* What you will do
Take each line in the entries below that holds "shrub" and show it.

════════

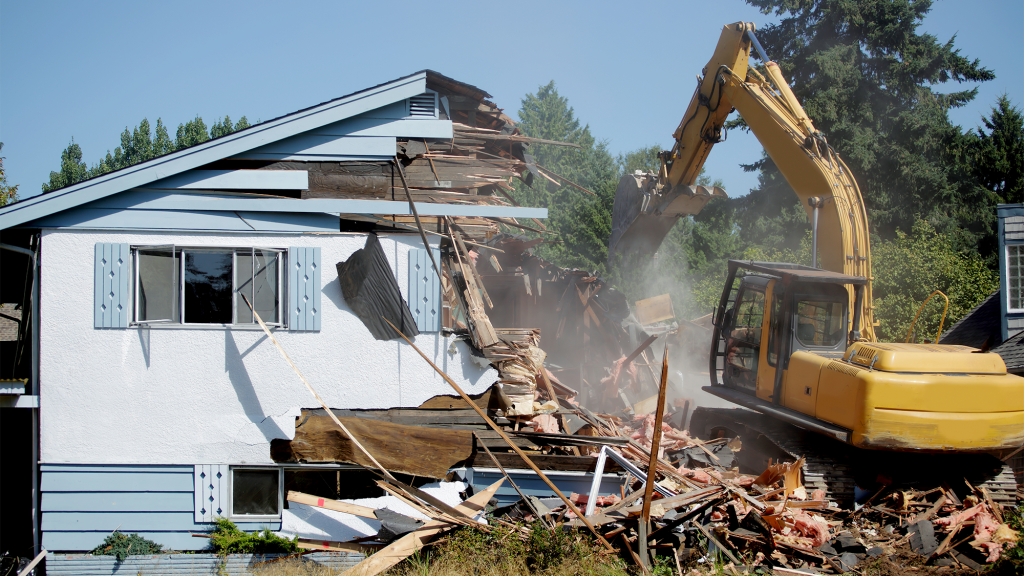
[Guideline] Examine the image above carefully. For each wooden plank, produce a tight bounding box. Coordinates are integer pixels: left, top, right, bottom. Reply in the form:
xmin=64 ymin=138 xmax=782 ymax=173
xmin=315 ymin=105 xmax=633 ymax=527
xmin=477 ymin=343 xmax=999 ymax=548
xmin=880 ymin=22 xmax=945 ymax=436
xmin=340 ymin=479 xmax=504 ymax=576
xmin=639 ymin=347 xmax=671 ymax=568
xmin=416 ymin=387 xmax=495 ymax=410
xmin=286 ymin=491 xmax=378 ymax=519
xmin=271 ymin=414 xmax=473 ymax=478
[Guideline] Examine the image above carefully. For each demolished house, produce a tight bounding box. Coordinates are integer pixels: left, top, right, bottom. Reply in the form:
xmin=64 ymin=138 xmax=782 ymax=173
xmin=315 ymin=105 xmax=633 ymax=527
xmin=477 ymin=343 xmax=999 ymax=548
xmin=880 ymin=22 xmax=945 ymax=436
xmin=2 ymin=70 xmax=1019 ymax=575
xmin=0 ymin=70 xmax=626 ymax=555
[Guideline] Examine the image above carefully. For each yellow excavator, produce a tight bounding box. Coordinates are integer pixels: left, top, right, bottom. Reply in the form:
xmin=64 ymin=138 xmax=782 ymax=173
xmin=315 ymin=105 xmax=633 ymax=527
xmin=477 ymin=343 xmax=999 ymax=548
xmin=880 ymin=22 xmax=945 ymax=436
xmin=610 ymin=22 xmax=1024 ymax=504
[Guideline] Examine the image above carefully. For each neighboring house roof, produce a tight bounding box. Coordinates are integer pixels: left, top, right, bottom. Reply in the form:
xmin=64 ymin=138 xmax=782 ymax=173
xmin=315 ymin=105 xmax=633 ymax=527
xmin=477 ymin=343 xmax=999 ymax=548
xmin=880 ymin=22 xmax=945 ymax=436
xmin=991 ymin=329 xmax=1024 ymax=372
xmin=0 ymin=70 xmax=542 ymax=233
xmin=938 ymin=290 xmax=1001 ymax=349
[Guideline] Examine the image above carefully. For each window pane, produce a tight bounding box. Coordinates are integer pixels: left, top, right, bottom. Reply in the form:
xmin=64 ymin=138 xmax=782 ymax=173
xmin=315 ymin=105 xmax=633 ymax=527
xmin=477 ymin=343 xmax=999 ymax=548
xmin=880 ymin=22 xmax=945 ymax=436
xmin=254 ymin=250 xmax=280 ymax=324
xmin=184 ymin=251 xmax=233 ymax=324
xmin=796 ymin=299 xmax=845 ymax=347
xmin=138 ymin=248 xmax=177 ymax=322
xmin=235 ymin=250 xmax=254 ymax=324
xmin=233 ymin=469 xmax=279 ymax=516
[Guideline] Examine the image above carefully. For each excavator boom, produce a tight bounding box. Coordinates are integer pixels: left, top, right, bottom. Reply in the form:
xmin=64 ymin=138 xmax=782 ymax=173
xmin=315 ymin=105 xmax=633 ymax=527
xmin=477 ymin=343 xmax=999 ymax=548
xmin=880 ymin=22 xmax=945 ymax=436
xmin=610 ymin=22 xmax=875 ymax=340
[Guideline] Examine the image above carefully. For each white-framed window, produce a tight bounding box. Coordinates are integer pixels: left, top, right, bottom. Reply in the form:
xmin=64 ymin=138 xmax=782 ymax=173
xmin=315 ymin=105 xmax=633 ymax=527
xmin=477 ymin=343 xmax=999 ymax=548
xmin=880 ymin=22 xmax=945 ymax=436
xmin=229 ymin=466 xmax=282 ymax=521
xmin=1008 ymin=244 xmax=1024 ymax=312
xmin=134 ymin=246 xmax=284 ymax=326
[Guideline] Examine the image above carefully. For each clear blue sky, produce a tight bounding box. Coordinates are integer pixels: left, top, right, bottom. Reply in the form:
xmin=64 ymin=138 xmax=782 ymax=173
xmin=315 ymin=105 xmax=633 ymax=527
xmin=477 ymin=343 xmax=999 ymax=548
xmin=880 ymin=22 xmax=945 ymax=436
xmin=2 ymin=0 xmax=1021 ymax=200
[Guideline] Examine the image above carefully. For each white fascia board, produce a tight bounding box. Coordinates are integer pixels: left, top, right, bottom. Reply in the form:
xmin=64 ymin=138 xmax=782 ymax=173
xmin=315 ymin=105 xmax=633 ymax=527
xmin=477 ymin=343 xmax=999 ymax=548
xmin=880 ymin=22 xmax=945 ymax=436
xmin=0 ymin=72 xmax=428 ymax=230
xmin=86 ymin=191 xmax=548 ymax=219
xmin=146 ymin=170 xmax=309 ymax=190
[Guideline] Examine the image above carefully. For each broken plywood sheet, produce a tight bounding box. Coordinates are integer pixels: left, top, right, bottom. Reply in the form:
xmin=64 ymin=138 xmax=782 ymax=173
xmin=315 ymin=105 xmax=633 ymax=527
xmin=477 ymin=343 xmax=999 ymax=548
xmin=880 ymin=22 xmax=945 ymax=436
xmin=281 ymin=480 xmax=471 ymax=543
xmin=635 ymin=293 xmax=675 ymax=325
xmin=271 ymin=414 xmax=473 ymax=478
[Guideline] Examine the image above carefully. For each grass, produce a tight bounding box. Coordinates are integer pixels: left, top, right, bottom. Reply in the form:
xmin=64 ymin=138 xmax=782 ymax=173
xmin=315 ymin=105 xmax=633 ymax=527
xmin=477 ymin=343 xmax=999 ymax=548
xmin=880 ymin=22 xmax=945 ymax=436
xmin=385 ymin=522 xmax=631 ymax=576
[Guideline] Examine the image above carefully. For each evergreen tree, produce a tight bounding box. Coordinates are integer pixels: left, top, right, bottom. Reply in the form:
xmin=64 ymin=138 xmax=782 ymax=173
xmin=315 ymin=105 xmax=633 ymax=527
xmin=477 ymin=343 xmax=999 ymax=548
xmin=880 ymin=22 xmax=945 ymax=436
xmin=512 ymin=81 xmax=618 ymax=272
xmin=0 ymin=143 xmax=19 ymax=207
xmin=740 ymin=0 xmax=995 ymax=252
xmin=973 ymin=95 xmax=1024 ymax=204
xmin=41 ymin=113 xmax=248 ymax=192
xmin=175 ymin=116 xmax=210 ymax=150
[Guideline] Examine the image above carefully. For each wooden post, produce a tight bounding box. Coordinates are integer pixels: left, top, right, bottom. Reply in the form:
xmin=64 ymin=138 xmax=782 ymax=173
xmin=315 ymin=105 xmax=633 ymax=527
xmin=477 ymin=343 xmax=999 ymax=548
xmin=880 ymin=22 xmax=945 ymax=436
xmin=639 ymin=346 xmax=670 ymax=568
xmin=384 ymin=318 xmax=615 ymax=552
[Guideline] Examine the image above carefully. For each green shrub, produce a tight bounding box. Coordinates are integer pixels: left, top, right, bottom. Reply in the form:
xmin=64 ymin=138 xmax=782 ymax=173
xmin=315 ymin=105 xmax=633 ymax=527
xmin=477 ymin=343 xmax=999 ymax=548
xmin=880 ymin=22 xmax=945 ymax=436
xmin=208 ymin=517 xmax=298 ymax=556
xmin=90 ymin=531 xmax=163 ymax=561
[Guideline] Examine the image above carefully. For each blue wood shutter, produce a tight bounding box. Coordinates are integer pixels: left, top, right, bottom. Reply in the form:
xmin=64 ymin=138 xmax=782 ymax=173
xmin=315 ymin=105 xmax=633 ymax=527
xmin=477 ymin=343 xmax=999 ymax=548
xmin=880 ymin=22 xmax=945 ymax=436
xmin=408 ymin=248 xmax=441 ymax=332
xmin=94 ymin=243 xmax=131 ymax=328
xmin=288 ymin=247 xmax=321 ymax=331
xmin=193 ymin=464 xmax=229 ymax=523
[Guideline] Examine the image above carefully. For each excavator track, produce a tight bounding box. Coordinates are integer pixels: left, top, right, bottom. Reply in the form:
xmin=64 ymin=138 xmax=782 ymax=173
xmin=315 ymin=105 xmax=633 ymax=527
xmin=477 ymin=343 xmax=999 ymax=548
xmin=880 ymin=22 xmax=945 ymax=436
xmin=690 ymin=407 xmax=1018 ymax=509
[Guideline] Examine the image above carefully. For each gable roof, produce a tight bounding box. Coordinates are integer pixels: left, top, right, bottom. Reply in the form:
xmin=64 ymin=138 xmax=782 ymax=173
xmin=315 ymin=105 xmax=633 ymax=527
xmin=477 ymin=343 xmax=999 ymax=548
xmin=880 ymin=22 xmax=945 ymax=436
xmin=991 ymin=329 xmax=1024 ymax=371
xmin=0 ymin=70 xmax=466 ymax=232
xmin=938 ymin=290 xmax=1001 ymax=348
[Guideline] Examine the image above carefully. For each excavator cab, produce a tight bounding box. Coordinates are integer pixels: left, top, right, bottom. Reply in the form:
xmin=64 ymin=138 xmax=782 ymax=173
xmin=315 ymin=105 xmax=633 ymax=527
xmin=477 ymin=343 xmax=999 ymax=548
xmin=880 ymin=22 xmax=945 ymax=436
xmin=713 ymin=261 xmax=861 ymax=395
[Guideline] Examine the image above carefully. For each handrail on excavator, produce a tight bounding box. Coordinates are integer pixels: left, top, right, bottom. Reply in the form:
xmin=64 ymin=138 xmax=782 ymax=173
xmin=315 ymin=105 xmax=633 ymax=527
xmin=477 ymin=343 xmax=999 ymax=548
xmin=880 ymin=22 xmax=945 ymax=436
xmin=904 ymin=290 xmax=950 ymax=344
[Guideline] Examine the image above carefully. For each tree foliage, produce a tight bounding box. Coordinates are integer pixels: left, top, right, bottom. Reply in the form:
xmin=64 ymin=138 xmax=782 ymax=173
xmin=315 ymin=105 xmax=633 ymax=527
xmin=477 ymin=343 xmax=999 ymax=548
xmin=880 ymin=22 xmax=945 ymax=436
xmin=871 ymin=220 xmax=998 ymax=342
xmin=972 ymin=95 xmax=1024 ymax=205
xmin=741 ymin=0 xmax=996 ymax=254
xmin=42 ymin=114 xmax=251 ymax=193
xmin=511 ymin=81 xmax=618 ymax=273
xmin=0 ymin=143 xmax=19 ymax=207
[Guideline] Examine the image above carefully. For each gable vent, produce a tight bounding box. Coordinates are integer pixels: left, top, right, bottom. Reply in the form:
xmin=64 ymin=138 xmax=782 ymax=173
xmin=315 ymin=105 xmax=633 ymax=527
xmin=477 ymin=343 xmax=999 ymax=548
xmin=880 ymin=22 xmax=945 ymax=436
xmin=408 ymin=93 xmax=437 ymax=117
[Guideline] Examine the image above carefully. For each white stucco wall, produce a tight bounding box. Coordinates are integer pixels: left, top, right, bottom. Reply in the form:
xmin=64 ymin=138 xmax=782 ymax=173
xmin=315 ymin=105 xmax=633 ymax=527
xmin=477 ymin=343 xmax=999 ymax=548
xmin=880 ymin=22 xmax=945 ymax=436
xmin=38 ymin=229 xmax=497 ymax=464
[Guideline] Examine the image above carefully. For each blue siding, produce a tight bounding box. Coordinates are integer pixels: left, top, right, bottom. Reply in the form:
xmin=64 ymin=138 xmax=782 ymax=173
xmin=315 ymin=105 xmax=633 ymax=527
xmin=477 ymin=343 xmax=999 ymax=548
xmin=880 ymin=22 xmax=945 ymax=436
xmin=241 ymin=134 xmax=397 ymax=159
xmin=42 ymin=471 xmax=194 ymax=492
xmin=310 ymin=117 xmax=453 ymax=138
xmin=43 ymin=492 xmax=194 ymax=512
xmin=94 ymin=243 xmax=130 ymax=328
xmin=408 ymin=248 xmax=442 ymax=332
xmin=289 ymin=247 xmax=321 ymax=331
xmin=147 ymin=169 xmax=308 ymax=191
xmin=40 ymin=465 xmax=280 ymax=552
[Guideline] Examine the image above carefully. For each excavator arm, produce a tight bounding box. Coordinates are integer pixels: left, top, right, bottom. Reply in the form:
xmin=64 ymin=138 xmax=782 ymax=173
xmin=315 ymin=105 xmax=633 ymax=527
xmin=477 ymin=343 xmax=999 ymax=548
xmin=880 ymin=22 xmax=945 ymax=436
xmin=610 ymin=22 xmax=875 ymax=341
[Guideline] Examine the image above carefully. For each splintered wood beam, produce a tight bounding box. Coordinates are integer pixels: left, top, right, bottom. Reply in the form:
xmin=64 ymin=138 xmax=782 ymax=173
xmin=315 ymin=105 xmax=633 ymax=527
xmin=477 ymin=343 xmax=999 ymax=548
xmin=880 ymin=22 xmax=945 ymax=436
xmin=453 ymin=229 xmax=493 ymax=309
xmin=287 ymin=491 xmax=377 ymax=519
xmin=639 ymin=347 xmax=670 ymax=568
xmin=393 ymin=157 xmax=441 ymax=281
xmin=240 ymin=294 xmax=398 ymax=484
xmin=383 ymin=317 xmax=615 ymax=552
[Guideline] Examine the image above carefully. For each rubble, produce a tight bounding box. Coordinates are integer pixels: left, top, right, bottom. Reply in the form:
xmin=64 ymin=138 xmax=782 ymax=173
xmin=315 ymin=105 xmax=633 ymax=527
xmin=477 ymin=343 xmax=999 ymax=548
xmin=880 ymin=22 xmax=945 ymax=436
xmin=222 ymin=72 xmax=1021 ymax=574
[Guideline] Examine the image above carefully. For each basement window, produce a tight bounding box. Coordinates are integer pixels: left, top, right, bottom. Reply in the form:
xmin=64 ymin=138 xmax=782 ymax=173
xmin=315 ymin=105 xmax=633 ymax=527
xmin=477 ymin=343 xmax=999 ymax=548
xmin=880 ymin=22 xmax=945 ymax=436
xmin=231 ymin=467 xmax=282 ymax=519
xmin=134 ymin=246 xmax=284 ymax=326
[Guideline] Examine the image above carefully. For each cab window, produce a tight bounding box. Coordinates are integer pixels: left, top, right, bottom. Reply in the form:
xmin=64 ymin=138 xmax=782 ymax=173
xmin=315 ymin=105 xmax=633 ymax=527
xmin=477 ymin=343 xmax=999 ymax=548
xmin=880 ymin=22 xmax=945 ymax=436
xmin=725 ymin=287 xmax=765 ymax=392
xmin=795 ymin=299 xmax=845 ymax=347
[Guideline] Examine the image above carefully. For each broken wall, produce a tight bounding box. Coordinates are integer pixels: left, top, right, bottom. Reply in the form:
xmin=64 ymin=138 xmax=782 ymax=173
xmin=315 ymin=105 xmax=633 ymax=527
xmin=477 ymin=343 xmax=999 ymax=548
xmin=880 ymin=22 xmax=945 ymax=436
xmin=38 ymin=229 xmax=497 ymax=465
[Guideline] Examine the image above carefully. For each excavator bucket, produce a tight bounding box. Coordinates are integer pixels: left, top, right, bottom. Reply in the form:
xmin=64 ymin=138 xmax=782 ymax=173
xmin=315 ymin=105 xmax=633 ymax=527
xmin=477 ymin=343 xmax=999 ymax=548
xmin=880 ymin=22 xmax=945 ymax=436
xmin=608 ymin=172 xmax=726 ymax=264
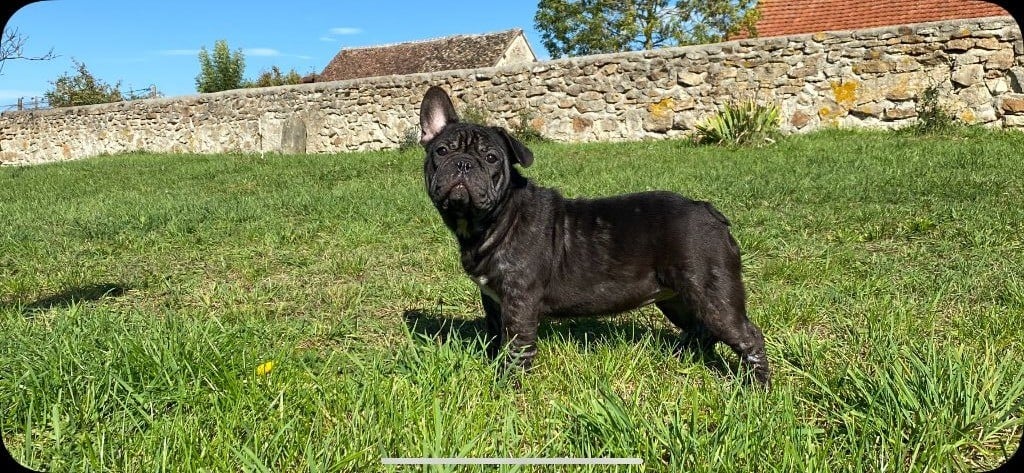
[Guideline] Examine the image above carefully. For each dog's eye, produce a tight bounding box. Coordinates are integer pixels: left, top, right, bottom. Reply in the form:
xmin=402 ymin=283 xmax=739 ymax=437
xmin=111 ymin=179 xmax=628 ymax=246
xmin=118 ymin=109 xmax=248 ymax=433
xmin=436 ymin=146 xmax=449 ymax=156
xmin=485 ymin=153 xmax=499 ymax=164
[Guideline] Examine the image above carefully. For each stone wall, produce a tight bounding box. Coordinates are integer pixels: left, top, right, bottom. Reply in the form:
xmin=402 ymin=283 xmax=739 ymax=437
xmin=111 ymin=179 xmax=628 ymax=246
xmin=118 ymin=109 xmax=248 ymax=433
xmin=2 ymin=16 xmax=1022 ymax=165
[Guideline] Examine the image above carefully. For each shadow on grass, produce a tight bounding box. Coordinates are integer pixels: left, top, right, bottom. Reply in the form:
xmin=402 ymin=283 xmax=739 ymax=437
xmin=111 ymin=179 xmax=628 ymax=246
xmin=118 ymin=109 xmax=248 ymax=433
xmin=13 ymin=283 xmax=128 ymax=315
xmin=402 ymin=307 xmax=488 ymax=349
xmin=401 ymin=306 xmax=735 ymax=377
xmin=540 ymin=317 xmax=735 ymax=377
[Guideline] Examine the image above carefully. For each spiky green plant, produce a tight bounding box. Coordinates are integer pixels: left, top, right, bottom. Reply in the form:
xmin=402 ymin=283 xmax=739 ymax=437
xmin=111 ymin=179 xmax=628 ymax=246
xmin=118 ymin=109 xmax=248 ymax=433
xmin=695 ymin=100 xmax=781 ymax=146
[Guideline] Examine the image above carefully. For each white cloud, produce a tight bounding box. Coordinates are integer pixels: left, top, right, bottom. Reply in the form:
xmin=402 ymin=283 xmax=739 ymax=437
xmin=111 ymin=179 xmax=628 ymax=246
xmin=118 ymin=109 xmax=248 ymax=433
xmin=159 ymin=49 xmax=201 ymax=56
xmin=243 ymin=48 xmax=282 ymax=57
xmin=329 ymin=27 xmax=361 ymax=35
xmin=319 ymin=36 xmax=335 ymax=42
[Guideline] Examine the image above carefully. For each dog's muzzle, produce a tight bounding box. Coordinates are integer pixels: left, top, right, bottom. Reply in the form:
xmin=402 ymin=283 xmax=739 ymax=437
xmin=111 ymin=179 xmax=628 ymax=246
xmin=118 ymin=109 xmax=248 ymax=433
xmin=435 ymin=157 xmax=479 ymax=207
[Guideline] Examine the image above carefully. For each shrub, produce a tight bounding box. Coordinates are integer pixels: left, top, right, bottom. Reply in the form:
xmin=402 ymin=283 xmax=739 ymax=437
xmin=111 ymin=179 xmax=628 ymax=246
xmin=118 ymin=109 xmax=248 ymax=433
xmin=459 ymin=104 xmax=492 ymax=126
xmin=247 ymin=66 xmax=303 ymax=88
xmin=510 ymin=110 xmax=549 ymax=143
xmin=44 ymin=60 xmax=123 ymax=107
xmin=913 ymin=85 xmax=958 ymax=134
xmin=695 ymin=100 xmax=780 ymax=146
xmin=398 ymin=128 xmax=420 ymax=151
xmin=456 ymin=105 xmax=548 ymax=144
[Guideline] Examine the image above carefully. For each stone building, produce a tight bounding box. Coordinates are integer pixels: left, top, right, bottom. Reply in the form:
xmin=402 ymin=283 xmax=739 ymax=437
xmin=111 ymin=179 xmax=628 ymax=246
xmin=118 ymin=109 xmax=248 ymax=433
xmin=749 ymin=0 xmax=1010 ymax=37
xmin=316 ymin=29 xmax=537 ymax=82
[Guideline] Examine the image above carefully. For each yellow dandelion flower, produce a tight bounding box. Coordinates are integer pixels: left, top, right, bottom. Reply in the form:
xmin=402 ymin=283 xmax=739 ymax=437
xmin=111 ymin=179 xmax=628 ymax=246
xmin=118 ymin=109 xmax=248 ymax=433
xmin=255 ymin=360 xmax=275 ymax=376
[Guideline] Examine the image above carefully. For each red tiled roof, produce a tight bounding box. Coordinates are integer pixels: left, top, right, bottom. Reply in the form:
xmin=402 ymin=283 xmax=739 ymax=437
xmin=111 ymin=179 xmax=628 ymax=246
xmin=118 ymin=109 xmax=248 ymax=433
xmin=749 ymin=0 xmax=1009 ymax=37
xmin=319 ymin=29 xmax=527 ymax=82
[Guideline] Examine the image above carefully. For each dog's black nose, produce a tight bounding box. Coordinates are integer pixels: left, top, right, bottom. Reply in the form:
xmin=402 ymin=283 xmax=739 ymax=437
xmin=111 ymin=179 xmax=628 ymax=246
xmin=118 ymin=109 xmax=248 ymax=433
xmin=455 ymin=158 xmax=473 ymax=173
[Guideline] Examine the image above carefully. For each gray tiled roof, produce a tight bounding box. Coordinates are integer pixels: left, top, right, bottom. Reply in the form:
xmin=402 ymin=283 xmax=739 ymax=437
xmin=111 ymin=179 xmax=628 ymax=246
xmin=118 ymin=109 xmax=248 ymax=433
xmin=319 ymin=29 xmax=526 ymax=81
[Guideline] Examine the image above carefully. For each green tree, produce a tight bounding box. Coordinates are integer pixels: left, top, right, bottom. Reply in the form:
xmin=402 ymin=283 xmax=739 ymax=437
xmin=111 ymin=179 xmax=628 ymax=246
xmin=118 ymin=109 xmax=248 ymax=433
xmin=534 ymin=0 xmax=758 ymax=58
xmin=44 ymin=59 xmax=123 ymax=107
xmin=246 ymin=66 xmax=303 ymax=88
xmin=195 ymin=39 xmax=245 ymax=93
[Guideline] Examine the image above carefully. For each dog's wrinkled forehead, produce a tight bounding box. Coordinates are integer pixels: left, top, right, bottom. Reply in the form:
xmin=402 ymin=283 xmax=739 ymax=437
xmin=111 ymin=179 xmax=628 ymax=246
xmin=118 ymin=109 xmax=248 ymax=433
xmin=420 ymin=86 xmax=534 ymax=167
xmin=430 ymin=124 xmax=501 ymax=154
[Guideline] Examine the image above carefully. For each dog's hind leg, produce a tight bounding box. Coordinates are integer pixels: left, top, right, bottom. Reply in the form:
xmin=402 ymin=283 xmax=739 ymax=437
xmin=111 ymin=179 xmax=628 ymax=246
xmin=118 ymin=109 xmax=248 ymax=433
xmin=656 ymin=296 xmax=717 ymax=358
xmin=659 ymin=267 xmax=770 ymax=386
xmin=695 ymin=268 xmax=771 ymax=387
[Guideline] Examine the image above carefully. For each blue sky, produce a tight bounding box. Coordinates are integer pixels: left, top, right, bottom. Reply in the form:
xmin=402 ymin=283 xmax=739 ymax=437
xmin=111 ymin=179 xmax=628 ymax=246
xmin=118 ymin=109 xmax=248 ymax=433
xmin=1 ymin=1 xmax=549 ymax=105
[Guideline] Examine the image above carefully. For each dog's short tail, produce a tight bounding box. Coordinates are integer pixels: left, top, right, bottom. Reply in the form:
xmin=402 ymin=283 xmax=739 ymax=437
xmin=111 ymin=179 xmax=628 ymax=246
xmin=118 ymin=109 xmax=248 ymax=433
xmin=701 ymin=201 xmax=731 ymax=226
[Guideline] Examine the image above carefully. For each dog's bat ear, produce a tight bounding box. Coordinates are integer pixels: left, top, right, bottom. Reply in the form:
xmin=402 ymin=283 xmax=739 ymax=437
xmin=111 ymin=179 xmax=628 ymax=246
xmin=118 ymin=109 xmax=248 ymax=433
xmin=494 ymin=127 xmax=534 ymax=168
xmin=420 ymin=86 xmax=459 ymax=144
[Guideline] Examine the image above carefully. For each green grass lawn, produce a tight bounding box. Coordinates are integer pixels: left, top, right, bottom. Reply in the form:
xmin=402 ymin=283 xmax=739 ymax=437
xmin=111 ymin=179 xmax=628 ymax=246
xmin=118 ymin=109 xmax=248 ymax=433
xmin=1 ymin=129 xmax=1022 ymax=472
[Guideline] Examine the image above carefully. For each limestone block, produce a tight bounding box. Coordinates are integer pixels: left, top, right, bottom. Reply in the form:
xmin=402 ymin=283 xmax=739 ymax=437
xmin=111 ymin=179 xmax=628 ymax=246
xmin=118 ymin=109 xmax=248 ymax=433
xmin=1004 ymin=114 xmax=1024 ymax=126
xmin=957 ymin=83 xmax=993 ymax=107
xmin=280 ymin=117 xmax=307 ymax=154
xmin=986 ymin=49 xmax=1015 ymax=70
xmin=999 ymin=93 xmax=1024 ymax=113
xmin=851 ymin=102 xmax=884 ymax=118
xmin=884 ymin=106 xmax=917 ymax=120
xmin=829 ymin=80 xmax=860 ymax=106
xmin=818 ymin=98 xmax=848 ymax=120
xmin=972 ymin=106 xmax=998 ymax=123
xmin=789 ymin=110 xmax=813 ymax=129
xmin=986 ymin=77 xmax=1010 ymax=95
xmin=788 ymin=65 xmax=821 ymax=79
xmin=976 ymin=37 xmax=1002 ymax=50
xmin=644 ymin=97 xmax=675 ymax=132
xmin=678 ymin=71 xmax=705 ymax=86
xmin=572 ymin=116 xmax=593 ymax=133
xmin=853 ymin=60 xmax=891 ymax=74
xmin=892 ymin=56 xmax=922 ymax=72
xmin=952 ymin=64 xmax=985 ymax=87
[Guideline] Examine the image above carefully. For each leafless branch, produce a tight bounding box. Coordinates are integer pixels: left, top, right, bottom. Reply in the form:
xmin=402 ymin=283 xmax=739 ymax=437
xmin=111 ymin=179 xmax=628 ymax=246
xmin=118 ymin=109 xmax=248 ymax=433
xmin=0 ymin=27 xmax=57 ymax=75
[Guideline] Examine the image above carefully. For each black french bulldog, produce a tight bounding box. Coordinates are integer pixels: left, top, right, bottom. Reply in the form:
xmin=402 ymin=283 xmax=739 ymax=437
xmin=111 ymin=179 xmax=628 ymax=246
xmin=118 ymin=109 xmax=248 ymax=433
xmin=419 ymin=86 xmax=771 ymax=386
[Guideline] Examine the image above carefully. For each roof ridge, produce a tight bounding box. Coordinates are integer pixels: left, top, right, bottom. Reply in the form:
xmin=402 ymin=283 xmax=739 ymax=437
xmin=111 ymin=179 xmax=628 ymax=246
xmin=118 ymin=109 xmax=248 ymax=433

════════

* Result for this task
[Guideline] Examine the image above carefully. For each green shrub, produce a tight bounding box. Coordinates are integer pixels: left, top, right, bottom. Reply in the form:
[Guideline] Examine the image above carefully. For each shrub, produce a tight bounding box. Coordinates are integer pixels: left, top, right, bottom. Reply in the form:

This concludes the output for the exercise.